### AUSGEWÄHLTER TEXT
Günstiger für das Gesundheitssystem
Nach eigenen Angaben wurde in wirtschaftlicher Hinsicht eingespart. Die Organisation beruft sich unter anderem auf die in den beiden Untersuchungen von Ernst & Young2 und der KPMG3 dokumentierten Einsparungen von rund 40 Prozent für das niederländische Gesundheitssystem. Die Kundenzufriedenheitsrate sei die "höchste aller Gesundheitsorganisationen".
Auch in Deutschland schauen politisch Verantwortliche, Kostenträger und Fachleute auf den Erfolg von Buurtzorg und fragen: Ist das auch die Lösung der großen Zukunftsherausforderungen des deutschen Pflegesystems?
Die Grundidee von Buurtzorg basiert auf dem sogenannten "Zwiebelmodell". Dieses zentriert den Patienten und nimmt die Kundenperspektive ein. Der Patient wird als Kunde identifiziert, der selbstständig seine Bedarfe steuert. Ausgehend von diesem zentralen Gedanken arbeitet sich das Buurtzorg-Team nach außen, um Lösungen zu entwickeln, die Unabhängigkeit und eine verbesserte Lebensqualität bringen. Dazu wird die Umgebung des Patienten:der Patient:in in den Blick genommen: Familie, Nachbarschaft, Gemeinde. Für die Fachpflege sorgt das Buurtzorg-Team selbst, das wiederum mit den offiziellen unterstützenden Stellen zusammenarbeitet. Selbstmanagement der pflegebedürftigen Person, Kontinuität in der fachlichen Begleitung, der Aufbau vertrauensvoller Beziehungen und von Netzwerken in der Nachbarschaft sind die Grundprinzipien für die Buurtzorg-Teams.
Die selbstverwalteten Teams kümmern sich um ihre Kund:innen mit dem Ziel, diese stärker und unabhängiger zu machen. Sie bieten eine ganzheitliche Betreuung, die das gesamte Versorgungsspektrum von der medizinischen Behandlung und Pflege bis hin zu unterstützenden Leistungen umfasst und versucht, das eigene soziale Netzwerk des Klienten zu mobilisieren und einzubeziehen. Die Pflegefachkräfte arbeiten eng mit Hausärzten und anderen kommunalen Gesundheitsdienstleistern zusammen.2
Bei Buurtzorg bilden bis zu zwölf Pflegekräfte ein Team und sind eine selbstverwaltete Einheit, die von einem Regionalcoach angeleitet und unterstützt wird. Bei "Pflege ganz aktiv" gibt es ebenfalls mehr Selbstverwaltung in kleineren Teams, die einer Pflegedienstleitung zugeordnet sind. Diese hat viele organisatorische Aufgaben an die Kleinteams delegiert und übernimmt stärker qualitätssichernde Aufgaben. Die Buurtzorg-Pflegekräfte werden durch digitale Infrastruktur unterstützt, die speziell für sie entwickelt wurde. "Small back office" ist das Prinzip der kostengünstigen Verwaltung. Dies ist nur möglich, da nur ein pauschaler Tarif, das heißt eine Stundenvergütung, für einen Besuch verwendet und digitalisiert abgerechnet wird. Administrative Abläufe sind auf ein absolutes Minimum beschränkt.

### ZU BEARBEITEN
1) Beantworte anhand des Textes über Buurtzorg:
(a) Welche Einsparung für das niederländische Gesundheitssystem wird genannt?
(b) Auf welchem Modell beruht die Grundidee von Buurtzorg?
(c) Wie viele Pflegekräfte bilden bei Buurtzorg höchstens ein Team?
2) Stimmen diese Aussagen mit dem Text über Buurtzorg überein? Antworte jeweils mit Ja oder Nein und zitiere die entscheidenden Worte.
(a) Ein Buurtzorg-Team wird von einer Pflegedienstleitung angeleitet.
(b) Die Pflegefachkräfte arbeiten mit Hausärzten zusammen.
(c) Für einen Besuch werden verschiedene Tarife abgerechnet.
3) Übersetze diesen Satz aus dem Text über Buurtzorg ins Englische: „Administrative Abläufe sind auf ein absolutes Minimum beschränkt.“
Die Datensätze werden hier nicht gebraucht.

Datensatzeinträge:
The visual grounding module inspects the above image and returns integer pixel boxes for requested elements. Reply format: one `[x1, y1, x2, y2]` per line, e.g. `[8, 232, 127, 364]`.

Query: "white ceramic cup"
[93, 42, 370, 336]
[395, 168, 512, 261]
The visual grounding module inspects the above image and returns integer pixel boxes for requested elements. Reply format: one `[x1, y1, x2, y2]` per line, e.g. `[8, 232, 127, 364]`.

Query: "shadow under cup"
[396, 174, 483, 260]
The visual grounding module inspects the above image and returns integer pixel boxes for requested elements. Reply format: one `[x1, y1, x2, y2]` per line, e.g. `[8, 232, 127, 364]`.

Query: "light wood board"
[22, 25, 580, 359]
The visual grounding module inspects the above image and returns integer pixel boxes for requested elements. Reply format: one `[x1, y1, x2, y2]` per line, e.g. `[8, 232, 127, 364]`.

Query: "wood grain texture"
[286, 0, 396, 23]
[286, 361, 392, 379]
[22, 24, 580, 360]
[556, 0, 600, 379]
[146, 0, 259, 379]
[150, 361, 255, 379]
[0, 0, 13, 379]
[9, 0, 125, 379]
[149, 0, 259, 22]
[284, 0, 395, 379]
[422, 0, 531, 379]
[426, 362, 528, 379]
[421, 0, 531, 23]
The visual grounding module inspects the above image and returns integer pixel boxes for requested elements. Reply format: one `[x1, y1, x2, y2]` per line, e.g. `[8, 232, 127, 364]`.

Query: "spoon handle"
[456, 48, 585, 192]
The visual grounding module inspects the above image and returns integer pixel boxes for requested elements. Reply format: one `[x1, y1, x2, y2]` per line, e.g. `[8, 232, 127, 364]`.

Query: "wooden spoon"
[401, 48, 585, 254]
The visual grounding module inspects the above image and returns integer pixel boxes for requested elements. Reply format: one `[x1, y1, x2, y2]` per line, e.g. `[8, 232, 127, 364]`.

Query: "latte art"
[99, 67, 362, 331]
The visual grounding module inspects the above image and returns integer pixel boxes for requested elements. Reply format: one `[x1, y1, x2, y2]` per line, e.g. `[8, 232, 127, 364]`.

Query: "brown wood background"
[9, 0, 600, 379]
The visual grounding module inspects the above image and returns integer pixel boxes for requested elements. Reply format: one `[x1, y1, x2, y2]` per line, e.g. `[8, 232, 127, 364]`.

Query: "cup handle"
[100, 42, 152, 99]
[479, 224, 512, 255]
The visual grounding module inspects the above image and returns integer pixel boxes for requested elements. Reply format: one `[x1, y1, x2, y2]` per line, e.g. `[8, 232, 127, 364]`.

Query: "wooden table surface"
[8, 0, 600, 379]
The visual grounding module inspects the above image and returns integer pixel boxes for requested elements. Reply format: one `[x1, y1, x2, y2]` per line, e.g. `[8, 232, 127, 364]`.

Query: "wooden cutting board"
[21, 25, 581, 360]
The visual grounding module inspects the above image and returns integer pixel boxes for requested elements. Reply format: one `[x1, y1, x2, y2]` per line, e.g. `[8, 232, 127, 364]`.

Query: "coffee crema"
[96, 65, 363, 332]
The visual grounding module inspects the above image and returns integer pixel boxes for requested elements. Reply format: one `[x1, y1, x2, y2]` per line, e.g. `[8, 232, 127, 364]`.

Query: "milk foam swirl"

### ERGEBNISSE JE AUFGABE
1)
(a) Rund 40 Prozent.
(b) Auf dem sogenannten „Zwiebelmodell“.
(c) Bis zu zwölf.

2)
(a) Nein: „von einem Regionalcoach angeleitet und unterstützt wird“
(b) Ja: „Die Pflegefachkräfte arbeiten eng mit Hausärzten und anderen kommunalen Gesundheitsdienstleistern zusammen.“
(c) Nein: „nur ein pauschaler Tarif, das heißt eine Stundenvergütung, für einen Besuch verwendet“

3) Administrative processes are limited to an absolute minimum.